------ MATERIAL DO EXERCÍCIO ------

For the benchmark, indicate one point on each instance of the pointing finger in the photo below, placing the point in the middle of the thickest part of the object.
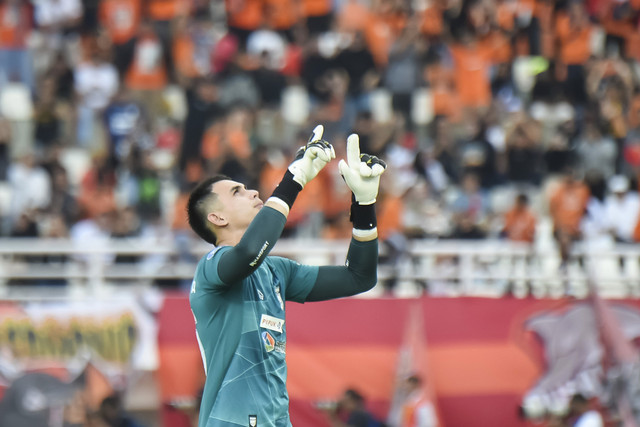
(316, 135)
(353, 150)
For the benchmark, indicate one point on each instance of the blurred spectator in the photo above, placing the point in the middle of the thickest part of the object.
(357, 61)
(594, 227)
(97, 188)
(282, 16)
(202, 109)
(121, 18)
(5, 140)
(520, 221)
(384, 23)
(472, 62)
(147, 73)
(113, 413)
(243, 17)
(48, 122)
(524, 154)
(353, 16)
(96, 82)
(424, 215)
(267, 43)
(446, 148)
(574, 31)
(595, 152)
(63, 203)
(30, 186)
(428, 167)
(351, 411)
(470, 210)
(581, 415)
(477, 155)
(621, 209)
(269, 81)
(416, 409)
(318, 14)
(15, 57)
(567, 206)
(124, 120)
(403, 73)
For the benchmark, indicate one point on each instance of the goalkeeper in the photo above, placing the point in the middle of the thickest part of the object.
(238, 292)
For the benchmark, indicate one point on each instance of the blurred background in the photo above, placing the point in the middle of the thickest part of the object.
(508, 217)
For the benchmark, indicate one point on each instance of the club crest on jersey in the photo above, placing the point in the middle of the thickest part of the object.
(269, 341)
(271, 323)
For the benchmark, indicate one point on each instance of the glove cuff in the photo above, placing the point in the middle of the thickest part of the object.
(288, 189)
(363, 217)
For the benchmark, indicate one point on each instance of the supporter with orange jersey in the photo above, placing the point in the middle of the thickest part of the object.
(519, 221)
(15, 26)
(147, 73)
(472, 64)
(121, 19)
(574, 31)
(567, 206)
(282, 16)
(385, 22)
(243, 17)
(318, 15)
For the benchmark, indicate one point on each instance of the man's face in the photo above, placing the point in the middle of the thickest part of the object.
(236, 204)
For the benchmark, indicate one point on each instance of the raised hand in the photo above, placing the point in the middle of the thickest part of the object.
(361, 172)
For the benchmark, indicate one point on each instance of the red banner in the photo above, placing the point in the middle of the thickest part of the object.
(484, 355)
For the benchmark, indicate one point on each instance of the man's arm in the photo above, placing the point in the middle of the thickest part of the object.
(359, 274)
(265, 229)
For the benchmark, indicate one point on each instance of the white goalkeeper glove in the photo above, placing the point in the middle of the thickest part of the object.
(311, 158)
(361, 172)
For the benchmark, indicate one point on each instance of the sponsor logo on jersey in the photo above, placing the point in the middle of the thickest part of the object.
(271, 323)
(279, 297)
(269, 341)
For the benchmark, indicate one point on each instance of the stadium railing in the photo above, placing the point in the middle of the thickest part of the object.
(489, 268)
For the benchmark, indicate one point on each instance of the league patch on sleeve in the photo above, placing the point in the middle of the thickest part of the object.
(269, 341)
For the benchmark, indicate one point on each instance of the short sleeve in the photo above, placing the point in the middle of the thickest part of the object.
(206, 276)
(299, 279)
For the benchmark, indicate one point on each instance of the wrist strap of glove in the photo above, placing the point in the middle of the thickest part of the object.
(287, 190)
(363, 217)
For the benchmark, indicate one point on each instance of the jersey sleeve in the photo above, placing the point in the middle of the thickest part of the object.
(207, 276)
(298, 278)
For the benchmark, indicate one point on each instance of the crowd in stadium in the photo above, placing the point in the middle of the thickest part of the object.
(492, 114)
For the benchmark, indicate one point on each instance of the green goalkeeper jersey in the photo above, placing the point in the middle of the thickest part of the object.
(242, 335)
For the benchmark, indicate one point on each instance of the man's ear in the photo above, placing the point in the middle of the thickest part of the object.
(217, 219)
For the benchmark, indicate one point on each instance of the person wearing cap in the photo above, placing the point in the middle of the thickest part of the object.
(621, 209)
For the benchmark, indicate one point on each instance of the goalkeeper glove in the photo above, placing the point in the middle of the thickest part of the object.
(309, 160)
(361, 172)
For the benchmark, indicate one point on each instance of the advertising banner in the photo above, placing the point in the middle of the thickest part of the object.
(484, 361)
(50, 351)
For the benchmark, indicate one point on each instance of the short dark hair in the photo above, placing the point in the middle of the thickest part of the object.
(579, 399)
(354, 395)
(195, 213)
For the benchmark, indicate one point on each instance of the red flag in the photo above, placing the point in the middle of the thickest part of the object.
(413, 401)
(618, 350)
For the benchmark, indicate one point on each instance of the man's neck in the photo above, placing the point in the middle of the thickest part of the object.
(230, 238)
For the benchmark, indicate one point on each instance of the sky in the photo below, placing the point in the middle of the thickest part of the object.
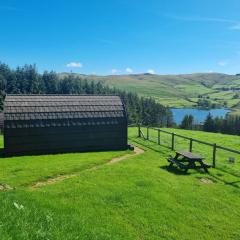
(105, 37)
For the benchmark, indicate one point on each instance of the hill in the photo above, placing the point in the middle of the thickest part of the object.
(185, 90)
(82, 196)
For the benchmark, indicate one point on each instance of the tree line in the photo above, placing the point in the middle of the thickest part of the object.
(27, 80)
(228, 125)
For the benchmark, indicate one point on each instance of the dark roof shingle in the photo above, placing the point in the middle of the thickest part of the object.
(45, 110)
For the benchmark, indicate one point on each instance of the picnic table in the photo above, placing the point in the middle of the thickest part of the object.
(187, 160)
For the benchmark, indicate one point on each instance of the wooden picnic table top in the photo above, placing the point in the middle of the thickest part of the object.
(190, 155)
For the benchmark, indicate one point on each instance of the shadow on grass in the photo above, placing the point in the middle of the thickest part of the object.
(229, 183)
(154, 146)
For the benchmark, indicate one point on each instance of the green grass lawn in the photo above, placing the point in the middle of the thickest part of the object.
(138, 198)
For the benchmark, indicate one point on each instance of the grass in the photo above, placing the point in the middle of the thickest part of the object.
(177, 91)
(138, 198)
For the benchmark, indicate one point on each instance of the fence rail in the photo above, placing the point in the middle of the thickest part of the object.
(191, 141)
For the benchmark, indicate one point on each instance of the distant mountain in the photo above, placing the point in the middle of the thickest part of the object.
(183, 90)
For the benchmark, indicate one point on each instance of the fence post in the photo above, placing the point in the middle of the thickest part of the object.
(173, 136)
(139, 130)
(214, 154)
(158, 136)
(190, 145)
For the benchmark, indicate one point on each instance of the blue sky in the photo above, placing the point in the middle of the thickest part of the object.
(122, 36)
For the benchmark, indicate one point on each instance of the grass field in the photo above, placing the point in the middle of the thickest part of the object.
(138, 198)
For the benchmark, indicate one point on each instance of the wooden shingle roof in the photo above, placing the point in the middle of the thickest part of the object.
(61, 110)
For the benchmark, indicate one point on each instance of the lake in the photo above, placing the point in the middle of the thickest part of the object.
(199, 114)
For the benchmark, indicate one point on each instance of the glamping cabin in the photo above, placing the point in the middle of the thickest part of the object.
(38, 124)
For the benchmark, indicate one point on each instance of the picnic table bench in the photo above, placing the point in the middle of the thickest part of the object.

------
------ MATERIAL DO EXERCÍCIO ------

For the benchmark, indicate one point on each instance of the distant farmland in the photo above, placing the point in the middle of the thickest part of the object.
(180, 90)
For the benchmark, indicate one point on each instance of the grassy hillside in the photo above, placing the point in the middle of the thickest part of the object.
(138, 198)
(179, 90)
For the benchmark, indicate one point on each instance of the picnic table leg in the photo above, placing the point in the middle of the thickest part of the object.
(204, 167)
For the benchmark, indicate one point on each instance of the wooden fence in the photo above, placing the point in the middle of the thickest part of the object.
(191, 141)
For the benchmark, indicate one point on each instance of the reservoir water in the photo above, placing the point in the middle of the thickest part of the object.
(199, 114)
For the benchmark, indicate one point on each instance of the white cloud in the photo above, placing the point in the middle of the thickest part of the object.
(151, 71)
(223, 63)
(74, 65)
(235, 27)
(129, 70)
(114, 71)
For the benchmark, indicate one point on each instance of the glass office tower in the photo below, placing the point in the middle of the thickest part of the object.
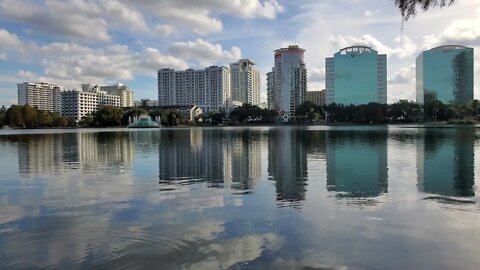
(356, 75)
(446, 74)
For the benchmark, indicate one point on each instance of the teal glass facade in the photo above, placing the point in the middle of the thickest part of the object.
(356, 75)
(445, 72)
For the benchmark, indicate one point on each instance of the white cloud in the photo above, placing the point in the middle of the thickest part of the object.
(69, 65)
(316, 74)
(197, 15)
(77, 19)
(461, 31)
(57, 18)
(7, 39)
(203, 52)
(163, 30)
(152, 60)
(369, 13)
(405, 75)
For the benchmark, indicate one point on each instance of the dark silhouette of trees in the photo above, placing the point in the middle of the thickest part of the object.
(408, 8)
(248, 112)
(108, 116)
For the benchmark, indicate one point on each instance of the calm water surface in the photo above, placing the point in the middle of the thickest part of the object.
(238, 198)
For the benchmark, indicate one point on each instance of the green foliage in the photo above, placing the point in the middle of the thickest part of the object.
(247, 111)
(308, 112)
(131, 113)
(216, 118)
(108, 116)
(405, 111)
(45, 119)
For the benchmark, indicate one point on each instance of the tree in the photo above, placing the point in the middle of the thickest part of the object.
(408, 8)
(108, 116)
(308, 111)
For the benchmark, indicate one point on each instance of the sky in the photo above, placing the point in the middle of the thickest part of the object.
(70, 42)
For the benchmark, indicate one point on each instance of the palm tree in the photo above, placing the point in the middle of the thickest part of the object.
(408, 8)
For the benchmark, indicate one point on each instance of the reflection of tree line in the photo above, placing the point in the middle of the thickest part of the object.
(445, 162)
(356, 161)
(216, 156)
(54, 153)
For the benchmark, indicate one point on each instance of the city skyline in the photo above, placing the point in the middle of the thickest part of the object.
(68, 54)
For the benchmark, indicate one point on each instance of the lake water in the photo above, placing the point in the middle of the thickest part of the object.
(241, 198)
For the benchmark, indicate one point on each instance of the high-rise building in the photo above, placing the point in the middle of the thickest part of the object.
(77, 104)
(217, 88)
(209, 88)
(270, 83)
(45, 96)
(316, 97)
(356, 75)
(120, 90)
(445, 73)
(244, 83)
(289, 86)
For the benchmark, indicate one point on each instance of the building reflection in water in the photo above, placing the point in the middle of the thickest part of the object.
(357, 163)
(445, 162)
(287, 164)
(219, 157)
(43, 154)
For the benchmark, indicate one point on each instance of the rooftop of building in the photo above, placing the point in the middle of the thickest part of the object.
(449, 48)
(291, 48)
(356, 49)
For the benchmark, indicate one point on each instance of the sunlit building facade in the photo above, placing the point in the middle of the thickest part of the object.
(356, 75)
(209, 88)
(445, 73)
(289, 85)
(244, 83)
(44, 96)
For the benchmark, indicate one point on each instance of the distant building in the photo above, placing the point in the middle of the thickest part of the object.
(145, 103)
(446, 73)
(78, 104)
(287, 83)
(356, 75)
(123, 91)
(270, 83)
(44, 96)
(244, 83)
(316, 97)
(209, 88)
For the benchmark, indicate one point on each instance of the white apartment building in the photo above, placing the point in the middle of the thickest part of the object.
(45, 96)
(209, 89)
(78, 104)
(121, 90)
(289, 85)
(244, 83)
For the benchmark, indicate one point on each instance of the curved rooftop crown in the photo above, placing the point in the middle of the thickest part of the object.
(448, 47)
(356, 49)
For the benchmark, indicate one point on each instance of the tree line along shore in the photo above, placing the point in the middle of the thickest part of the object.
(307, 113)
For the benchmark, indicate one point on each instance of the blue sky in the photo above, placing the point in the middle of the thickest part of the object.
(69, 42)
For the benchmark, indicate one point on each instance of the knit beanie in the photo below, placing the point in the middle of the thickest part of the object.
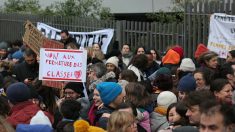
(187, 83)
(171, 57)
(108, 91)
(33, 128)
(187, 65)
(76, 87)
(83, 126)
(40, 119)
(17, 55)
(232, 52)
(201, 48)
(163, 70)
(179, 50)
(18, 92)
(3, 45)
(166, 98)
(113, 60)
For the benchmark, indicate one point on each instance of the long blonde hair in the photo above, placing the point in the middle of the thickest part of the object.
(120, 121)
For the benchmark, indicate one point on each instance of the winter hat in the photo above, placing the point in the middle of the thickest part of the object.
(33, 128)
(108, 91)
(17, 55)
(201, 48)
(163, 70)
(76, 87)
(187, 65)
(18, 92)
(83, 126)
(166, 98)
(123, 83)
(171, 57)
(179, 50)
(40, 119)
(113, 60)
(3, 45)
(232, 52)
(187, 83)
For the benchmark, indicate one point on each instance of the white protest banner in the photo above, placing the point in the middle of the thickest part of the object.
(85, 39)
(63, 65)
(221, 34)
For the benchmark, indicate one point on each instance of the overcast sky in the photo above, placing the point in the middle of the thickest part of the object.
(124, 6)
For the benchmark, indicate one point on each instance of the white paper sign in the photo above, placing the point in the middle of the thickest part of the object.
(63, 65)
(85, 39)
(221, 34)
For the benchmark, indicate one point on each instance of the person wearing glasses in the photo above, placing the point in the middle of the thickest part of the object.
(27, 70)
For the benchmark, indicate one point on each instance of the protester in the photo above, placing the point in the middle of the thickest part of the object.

------
------ MATERIAL DO EXERCÍCIO ------

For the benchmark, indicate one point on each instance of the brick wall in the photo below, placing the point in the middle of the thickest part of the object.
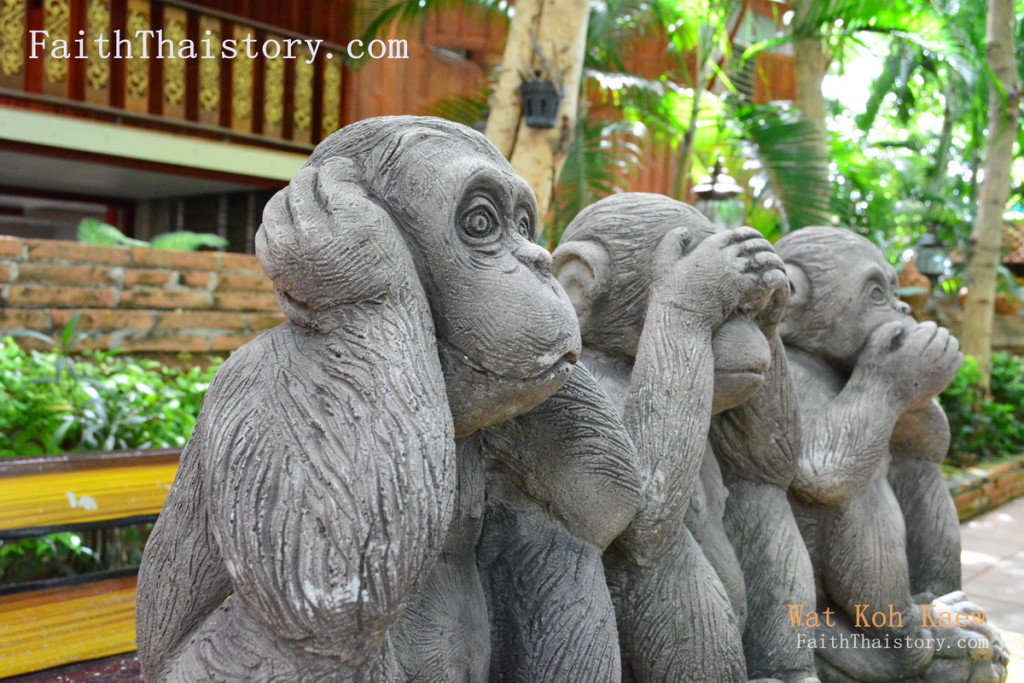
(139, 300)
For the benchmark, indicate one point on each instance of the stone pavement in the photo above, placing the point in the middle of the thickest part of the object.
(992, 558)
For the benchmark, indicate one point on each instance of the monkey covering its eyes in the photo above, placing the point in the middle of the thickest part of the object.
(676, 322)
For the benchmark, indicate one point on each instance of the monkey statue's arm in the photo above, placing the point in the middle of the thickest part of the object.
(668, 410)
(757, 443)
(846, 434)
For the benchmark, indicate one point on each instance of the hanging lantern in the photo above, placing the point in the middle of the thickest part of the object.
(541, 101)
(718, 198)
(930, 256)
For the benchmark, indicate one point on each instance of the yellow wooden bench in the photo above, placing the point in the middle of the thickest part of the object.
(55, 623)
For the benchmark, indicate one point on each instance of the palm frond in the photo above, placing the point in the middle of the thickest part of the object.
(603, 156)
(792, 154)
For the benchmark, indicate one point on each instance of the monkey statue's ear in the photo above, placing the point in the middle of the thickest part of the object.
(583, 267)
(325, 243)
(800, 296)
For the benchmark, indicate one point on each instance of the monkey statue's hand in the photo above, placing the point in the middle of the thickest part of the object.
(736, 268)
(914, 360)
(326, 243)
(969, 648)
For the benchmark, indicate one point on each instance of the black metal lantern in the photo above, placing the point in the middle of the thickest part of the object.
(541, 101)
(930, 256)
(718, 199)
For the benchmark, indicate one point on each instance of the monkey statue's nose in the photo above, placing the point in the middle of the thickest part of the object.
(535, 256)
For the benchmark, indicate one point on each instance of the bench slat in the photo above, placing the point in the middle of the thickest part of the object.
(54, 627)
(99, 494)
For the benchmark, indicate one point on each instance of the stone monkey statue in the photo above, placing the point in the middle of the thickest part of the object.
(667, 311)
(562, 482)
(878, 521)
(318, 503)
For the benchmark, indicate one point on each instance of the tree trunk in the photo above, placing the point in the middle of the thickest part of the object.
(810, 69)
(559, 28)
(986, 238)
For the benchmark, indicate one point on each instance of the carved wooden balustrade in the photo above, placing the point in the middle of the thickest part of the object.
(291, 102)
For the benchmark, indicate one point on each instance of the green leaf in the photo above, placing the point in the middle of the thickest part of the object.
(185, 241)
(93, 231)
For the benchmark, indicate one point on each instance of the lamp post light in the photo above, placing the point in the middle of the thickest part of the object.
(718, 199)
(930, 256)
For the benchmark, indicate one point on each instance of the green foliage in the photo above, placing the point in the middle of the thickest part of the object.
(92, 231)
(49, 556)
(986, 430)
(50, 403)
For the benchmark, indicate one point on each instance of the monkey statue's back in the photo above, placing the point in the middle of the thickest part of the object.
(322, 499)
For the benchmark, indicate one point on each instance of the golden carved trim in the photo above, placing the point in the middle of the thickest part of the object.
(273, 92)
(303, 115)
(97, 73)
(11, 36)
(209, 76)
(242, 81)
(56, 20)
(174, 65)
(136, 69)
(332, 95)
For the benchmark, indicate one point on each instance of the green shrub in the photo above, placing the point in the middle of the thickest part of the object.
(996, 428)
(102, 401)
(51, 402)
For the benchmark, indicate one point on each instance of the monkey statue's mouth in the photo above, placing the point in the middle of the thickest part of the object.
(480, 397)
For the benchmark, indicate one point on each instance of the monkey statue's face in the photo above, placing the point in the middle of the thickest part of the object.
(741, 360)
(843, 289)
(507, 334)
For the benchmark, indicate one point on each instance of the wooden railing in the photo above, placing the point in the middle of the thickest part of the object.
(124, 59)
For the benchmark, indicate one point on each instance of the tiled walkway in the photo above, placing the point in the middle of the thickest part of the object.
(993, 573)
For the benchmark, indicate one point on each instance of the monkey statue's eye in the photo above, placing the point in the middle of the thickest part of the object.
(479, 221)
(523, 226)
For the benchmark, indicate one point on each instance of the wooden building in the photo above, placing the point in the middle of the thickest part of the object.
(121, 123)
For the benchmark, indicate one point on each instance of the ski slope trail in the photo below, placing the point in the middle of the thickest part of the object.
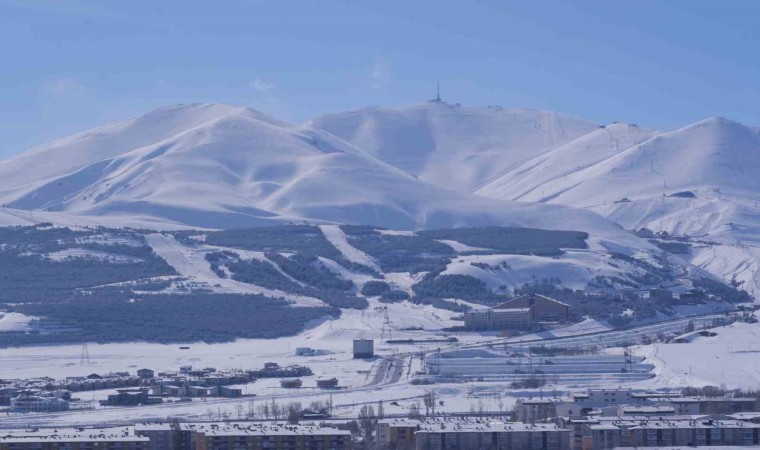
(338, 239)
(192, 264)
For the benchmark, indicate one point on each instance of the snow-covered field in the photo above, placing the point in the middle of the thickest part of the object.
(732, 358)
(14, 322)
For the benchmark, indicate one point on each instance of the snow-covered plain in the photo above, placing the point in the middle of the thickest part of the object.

------

### [DESCRIÇÃO DA TAREFA]
Extraia dos registros acima todas as linhas em que aparece a palavra "below". A distinção entre maiúsculas e minúsculas deve ser respeitada.

### [RESPOSTA]
For the benchmark, indicate one point on each instance of the pointing finger in the photo below, placing the point in the middle of the thickest part of the object.
For the benchmark, indicate one point on each instance of the sky in the photo below, placing the point in the middle of the thickest part of the object.
For the benchmark, indicate one point on each instance of the glass office tower in the photo below, placing the point in the middle of the thickest part of the object.
For the benchmark, indicate one point on each instance of the knit beanie in the photo below, placing the point in the middle of the thickest part of the object.
For the benchmark, indicate one point on each instance of the brick wall in the photo below, placing the point in the middle of the thickest part of the object.
For the benchmark, indicate one point on each instance of the ski slope trail in the photo below, placing the point in the middle of the thickest part of the object.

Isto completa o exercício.